───── RECORDS SUPPLIED ─────

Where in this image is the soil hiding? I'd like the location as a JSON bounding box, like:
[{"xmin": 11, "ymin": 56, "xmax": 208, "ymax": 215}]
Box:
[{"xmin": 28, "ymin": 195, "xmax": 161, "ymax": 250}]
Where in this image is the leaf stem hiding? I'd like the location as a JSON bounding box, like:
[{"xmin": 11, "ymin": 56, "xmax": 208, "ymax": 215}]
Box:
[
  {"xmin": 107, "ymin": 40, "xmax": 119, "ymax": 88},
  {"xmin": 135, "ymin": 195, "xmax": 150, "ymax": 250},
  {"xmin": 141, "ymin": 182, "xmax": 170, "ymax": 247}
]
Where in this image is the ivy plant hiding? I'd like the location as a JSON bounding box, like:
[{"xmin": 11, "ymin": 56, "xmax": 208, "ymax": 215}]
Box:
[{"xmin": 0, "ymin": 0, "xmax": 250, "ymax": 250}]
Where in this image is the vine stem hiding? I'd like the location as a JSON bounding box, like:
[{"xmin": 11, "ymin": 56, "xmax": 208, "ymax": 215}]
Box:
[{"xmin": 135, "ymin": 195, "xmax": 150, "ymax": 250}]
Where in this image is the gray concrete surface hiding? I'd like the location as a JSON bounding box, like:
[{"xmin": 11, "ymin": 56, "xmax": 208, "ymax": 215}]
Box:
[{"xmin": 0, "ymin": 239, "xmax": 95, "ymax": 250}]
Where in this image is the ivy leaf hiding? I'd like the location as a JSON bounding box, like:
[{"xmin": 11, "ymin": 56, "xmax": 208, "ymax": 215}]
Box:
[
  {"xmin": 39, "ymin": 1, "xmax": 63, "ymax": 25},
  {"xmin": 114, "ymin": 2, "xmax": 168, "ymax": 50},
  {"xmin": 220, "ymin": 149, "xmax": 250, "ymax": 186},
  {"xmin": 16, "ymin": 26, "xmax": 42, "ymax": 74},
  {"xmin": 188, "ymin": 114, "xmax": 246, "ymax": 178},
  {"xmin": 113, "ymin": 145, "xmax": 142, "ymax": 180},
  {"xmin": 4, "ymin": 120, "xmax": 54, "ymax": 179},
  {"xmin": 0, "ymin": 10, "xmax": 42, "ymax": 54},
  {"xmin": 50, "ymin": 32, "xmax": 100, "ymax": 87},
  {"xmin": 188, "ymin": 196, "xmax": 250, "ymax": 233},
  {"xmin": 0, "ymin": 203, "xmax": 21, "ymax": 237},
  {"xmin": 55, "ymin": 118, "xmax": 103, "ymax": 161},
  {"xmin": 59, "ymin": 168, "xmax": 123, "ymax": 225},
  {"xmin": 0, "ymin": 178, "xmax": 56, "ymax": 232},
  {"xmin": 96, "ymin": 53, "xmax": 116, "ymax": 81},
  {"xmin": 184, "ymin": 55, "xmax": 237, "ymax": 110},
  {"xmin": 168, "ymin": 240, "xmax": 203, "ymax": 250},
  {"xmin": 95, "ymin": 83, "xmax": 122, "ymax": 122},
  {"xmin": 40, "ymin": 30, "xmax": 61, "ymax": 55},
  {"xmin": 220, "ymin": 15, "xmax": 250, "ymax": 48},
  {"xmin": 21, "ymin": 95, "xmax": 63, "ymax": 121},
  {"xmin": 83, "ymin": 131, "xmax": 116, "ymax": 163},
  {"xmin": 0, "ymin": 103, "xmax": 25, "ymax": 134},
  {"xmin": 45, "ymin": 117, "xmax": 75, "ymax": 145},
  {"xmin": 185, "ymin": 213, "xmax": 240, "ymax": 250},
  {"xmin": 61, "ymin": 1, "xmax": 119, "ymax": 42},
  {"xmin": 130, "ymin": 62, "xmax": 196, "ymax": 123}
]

─────

■ **EXERCISE**
Beginning with the line that contains "Where in this image is the ivy leaf", quote each line exactly through the last line of the entries above, and nothing beyond them.

■ **ANSWER FOR THIS EXERCISE**
Where in this image is the ivy leaf hiding? I'd like the location as a JSON bounding box, like:
[{"xmin": 11, "ymin": 56, "xmax": 208, "ymax": 215}]
Box:
[
  {"xmin": 39, "ymin": 1, "xmax": 63, "ymax": 25},
  {"xmin": 114, "ymin": 2, "xmax": 168, "ymax": 50},
  {"xmin": 220, "ymin": 149, "xmax": 250, "ymax": 186},
  {"xmin": 16, "ymin": 26, "xmax": 42, "ymax": 74},
  {"xmin": 188, "ymin": 114, "xmax": 246, "ymax": 178},
  {"xmin": 113, "ymin": 145, "xmax": 142, "ymax": 180},
  {"xmin": 4, "ymin": 120, "xmax": 54, "ymax": 179},
  {"xmin": 0, "ymin": 10, "xmax": 42, "ymax": 54},
  {"xmin": 50, "ymin": 32, "xmax": 100, "ymax": 87},
  {"xmin": 188, "ymin": 196, "xmax": 250, "ymax": 233},
  {"xmin": 0, "ymin": 203, "xmax": 21, "ymax": 237},
  {"xmin": 55, "ymin": 118, "xmax": 103, "ymax": 161},
  {"xmin": 59, "ymin": 168, "xmax": 123, "ymax": 225},
  {"xmin": 0, "ymin": 178, "xmax": 56, "ymax": 232},
  {"xmin": 96, "ymin": 53, "xmax": 116, "ymax": 81},
  {"xmin": 184, "ymin": 55, "xmax": 237, "ymax": 110},
  {"xmin": 168, "ymin": 240, "xmax": 203, "ymax": 250},
  {"xmin": 95, "ymin": 83, "xmax": 122, "ymax": 122},
  {"xmin": 40, "ymin": 30, "xmax": 61, "ymax": 55},
  {"xmin": 220, "ymin": 15, "xmax": 250, "ymax": 48},
  {"xmin": 21, "ymin": 95, "xmax": 63, "ymax": 121},
  {"xmin": 83, "ymin": 131, "xmax": 116, "ymax": 163},
  {"xmin": 0, "ymin": 103, "xmax": 25, "ymax": 134},
  {"xmin": 45, "ymin": 117, "xmax": 75, "ymax": 145},
  {"xmin": 185, "ymin": 213, "xmax": 240, "ymax": 250},
  {"xmin": 61, "ymin": 1, "xmax": 119, "ymax": 42},
  {"xmin": 130, "ymin": 62, "xmax": 196, "ymax": 123}
]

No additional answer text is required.